• Extrait fourni

::::::::::

La Tunisie passe par une période exceptionnelle de tous points de vue. Après une année 2011 particulièrement difficile pour ce qui est du cinéma, l'année 2012 est un vrai test pour le septième art dans le pays. Les Journées Cinématographiques de Carthage sont prévues pour bientôt, la production nationale aurait atteint un chiffre honorable de 12 longs métrages et de plusieurs dizaines de courts. Comment faire face à de tels défis, dans un contexte social et politique au bord du chaos ? Certes pas en créant des conditions supplémentaires de frustration. La Tunisie nouvelle devrait utiliser le peu de moyens dont elle dispose au service de la libération des talents. C'est là qu'il faudra investir pour le long terme, sinon on ratera encore le coche et on devra attendre un autre rendez-vous avec l'histoire. Mais n'a-t-on pas assez attendu jusqu'à maintenant !!!

::::::::::

• À faire
1. Répondez aux questions suivantes à partir de l'extrait sur le cinéma tunisien.
(a) Quelle année a été particulièrement difficile pour le cinéma dans le pays ?
(b) Combien de longs métrages la production nationale aurait-elle atteint ?
(c) Quel événement est prévu pour bientôt ?
2. Poursuivez le texte sur le cinéma tunisien en reprenant juste après sa dernière phrase.

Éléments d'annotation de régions

::::::::::

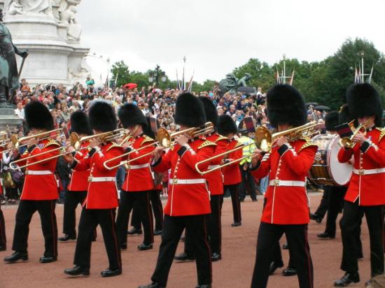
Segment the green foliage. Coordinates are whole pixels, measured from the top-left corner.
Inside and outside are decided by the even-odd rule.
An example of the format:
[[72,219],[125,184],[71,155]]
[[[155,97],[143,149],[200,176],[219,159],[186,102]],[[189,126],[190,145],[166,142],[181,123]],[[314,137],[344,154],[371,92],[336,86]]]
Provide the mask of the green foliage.
[[[304,95],[308,102],[318,102],[337,110],[345,101],[346,89],[354,82],[354,71],[356,67],[360,64],[361,51],[364,56],[364,72],[370,73],[373,69],[372,84],[379,92],[382,100],[385,101],[385,57],[378,51],[372,43],[360,38],[346,39],[335,55],[328,57],[321,62],[300,62],[297,59],[286,60],[286,76],[291,76],[295,71],[293,85]],[[248,73],[251,75],[251,79],[248,85],[251,87],[260,87],[266,92],[276,82],[277,71],[281,74],[283,60],[272,65],[269,65],[257,58],[250,59],[247,63],[235,68],[232,73],[237,78],[244,76]],[[225,75],[230,71],[224,71]],[[113,79],[118,74],[118,86],[126,83],[138,84],[138,87],[152,85],[148,82],[150,73],[130,71],[128,66],[122,61],[116,62],[112,68]],[[158,71],[160,75],[162,71]],[[189,79],[186,79],[188,80]],[[220,79],[217,79],[219,81]],[[192,82],[192,90],[195,92],[212,91],[216,81],[206,80],[203,83]],[[186,84],[188,86],[188,83]],[[165,82],[159,79],[160,89],[175,88],[176,81],[171,81],[167,77]],[[385,103],[385,102],[384,102]]]

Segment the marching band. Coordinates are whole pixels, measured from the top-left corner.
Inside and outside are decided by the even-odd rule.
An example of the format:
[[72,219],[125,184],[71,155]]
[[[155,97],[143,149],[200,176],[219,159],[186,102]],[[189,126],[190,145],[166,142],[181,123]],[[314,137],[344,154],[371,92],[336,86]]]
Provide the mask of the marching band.
[[[303,96],[290,85],[276,85],[267,93],[267,110],[277,132],[258,127],[253,143],[246,144],[234,137],[238,129],[231,117],[218,117],[212,101],[206,97],[188,92],[178,96],[174,120],[179,130],[174,133],[162,128],[151,131],[149,120],[134,104],[125,104],[115,113],[108,103],[95,101],[88,115],[83,112],[71,115],[70,144],[64,146],[55,140],[62,131],[54,129],[47,107],[33,101],[25,106],[29,135],[12,139],[17,144],[15,149],[27,146],[27,150],[10,166],[25,167],[26,177],[15,216],[14,252],[4,261],[28,260],[29,226],[37,211],[45,240],[41,263],[57,261],[58,240],[76,240],[74,266],[65,269],[64,273],[89,275],[91,244],[100,225],[108,259],[108,266],[101,275],[120,275],[121,250],[127,247],[130,214],[132,211],[135,215],[132,218],[136,233],[141,233],[143,224],[144,239],[138,250],[150,250],[154,245],[153,208],[158,215],[155,232],[161,234],[162,241],[151,282],[139,287],[165,287],[174,257],[179,261],[195,259],[196,287],[211,287],[211,263],[222,259],[221,210],[227,189],[232,204],[232,226],[241,225],[239,162],[244,161],[252,177],[262,179],[268,175],[270,179],[258,234],[252,288],[266,287],[269,275],[283,266],[279,240],[284,233],[292,275],[297,274],[300,287],[314,287],[307,238],[307,180],[325,185],[328,189],[327,224],[319,238],[335,237],[336,219],[343,202],[341,269],[344,274],[334,285],[346,287],[360,281],[358,259],[362,257],[360,233],[364,215],[370,238],[371,273],[367,276],[372,279],[383,275],[382,106],[378,92],[367,83],[350,87],[346,100],[347,105],[340,113],[327,115],[328,134],[318,135],[316,124],[307,123]],[[257,149],[242,157],[242,150],[251,145]],[[0,147],[0,154],[4,150]],[[68,162],[72,174],[65,197],[64,236],[58,238],[55,171],[59,157]],[[118,194],[116,174],[120,167],[124,167],[126,176]],[[167,172],[169,196],[162,211],[159,191],[162,173]],[[160,181],[157,180],[160,177]],[[78,204],[82,212],[76,233]],[[0,251],[6,249],[5,229],[0,209]],[[184,252],[176,256],[183,231]]]

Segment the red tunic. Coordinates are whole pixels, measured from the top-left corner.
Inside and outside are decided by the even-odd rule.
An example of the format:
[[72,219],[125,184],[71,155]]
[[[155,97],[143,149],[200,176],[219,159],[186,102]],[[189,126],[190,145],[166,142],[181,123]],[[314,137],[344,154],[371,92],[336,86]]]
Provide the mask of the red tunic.
[[[84,142],[82,143],[80,146],[82,149],[80,149],[80,151],[76,152],[75,154],[75,159],[76,160],[80,161],[88,154],[88,152],[90,150],[90,149],[88,148],[89,145],[89,142]],[[71,176],[71,182],[68,186],[68,190],[73,192],[87,191],[88,189],[89,176],[90,169],[85,170],[83,171],[73,170],[72,175]]]
[[[149,144],[153,143],[153,138],[141,135],[135,138],[132,142],[133,149],[139,149]],[[130,154],[130,158],[134,159],[147,153],[150,153],[155,149],[155,145],[150,145],[147,148],[142,149],[137,152]],[[127,171],[127,175],[122,189],[125,192],[148,191],[154,189],[154,181],[150,160],[153,154],[150,154],[146,157],[133,161],[130,164],[130,168]],[[139,168],[144,166],[143,168]]]
[[[115,178],[118,168],[112,170],[106,169],[104,161],[123,154],[123,148],[115,143],[108,143],[102,145],[99,152],[94,152],[91,157],[88,154],[74,163],[76,171],[86,171],[90,169],[90,178],[108,178],[113,180],[102,182],[90,182],[88,193],[83,206],[87,209],[111,209],[118,206],[118,189]],[[115,166],[120,163],[121,159],[118,159],[109,163]]]
[[253,176],[261,179],[270,173],[270,180],[298,181],[301,186],[269,185],[265,194],[266,205],[261,222],[278,224],[302,224],[309,223],[309,205],[304,182],[307,172],[313,165],[317,146],[303,140],[284,145],[266,154]]
[[[215,133],[206,136],[206,140],[216,144],[214,156],[226,152],[227,148],[227,138],[226,137]],[[209,163],[209,169],[214,168],[217,165],[220,165],[223,159],[223,157],[216,157],[213,159]],[[199,168],[203,171],[200,166]],[[223,175],[220,169],[206,174],[204,178],[209,184],[209,191],[211,195],[223,194]]]
[[[385,204],[384,135],[385,130],[375,128],[368,131],[368,141],[360,147],[356,144],[352,149],[340,149],[338,153],[340,162],[348,162],[354,157],[354,170],[345,195],[346,201],[355,202],[358,199],[360,206]],[[373,169],[384,169],[384,171],[365,174]],[[360,175],[360,170],[364,175]]]
[[[216,145],[204,139],[197,138],[190,141],[189,145],[189,148],[186,150],[184,147],[176,144],[158,163],[154,164],[155,172],[172,169],[169,198],[164,207],[164,214],[170,216],[203,215],[211,212],[207,185],[205,180],[195,170],[195,164],[212,157]],[[206,163],[201,167],[204,170],[208,166],[209,163]],[[197,184],[174,184],[178,180],[203,182]]]
[[[22,155],[22,158],[34,156],[27,161],[27,164],[33,163],[39,160],[58,155],[59,150],[39,155],[39,154],[48,152],[60,147],[59,144],[53,139],[48,138],[39,141],[38,145],[29,152],[27,150]],[[57,199],[59,192],[57,182],[55,177],[56,162],[57,158],[44,162],[31,165],[27,168],[24,187],[22,189],[21,200],[54,200]],[[31,172],[29,172],[31,171]],[[29,174],[31,173],[31,174]],[[42,173],[35,175],[33,173]]]
[[[234,138],[227,141],[227,150],[231,150],[234,148],[243,146],[242,143]],[[242,150],[239,149],[237,151],[230,153],[227,157],[227,160],[231,161],[232,160],[241,159],[242,155]],[[223,173],[223,185],[234,185],[242,182],[241,171],[239,171],[239,162],[235,162],[231,165],[223,167],[222,168],[222,173]]]

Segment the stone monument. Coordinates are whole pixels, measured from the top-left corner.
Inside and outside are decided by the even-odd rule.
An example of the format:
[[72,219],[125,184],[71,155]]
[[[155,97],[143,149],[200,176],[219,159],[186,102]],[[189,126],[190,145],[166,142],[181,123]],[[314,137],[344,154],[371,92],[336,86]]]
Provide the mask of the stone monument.
[[87,77],[82,60],[90,50],[80,43],[82,29],[76,21],[80,1],[0,0],[14,44],[28,50],[20,77],[29,84],[71,85]]

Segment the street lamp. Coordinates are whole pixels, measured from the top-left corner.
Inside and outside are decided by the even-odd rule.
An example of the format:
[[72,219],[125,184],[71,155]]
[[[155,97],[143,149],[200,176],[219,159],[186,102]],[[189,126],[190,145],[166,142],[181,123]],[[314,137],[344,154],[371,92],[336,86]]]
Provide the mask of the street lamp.
[[153,83],[155,81],[156,85],[159,86],[160,78],[162,82],[166,82],[166,80],[167,80],[167,78],[166,77],[166,73],[164,72],[160,73],[160,66],[157,64],[155,71],[153,72],[150,71],[150,73],[148,73],[148,82],[150,83]]

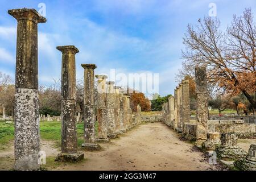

::::::::::

• Réponses dans l'ordre
1.
(a) L'année 2011.
(b) 12 longs métrages.
(c) Les Journées Cinématographiques de Carthage.

2.
par Hassouna Mansouri
Africiné (Amsterdam)
Légende photo :
M. Mahdi Mabrouk, Ministre tunisien de la Culture et de la sauvegarde du patrimoine, à la droite du cinéaste sénégalais Moussa Touré, parrain du Fonds Panafricain du Cinéma et de l'Audiovisuel (FPCA), à Cannes.
Photo prise par Mohamed Boughalleb.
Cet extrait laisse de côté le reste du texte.